**SET EXERCISE**
Copy the items below line for line, without any changes.
::::::
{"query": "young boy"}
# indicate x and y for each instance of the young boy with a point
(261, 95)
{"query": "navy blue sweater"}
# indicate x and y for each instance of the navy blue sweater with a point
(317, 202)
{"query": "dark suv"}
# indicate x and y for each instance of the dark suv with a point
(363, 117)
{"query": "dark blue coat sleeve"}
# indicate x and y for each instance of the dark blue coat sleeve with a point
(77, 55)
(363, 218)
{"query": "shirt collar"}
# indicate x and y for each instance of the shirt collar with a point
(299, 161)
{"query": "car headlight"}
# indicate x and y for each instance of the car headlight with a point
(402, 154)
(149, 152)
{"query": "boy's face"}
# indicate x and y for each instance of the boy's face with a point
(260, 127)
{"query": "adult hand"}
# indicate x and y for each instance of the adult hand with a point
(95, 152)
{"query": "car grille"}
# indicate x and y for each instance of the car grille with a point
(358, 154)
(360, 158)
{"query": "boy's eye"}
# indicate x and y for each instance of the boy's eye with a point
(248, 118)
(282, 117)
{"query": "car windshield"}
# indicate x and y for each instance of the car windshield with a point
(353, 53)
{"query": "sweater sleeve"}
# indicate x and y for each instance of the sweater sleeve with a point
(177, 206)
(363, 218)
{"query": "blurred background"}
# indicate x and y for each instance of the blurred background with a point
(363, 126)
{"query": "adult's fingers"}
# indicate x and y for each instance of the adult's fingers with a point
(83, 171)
::::::
**THE RESPONSE**
{"query": "young boy"}
# indicate x and y for each instance of the young boy with a point
(261, 95)
{"query": "navy blue sweater"}
# indicate x and y for each instance of the navy blue sweater with a point
(317, 202)
{"query": "dark suv"}
# indicate x and y for each instance of the dark suv with a point
(363, 117)
{"query": "dark blue coat sleeve"}
# indicate x and y for each instance of the dark blue coat sleeve with a point
(77, 55)
(363, 218)
{"query": "shirt collar"}
# indicate x and y for each instance of the shirt collar with a point
(299, 161)
{"query": "car headlight"}
# indicate x and y for each instance of the car headlight with a point
(402, 154)
(149, 152)
{"query": "boy's face"}
# indicate x and y for each instance of the boy's face with a point
(260, 127)
{"query": "adult hand"}
# indicate x and y for each instance of the adult hand with a point
(95, 152)
{"query": "car grille"}
# indicate x and y for each instance of the car grille with a point
(358, 154)
(360, 158)
{"query": "boy's eye"}
# indicate x and y for each instance of the boy's eye with a point
(248, 118)
(282, 117)
{"query": "car windshield"}
# indicate x and y for each instance of the car windshield with a point
(353, 53)
{"query": "sweater sleeve"}
# indicate x and y for each instance of the sweater sleeve with a point
(177, 206)
(363, 218)
{"query": "blurred background"}
# indicate x and y for each instance of the blurred background with a point
(363, 126)
{"query": "adult's fingers"}
# indicate x and y for each instance of the adult's fingers with a point
(83, 171)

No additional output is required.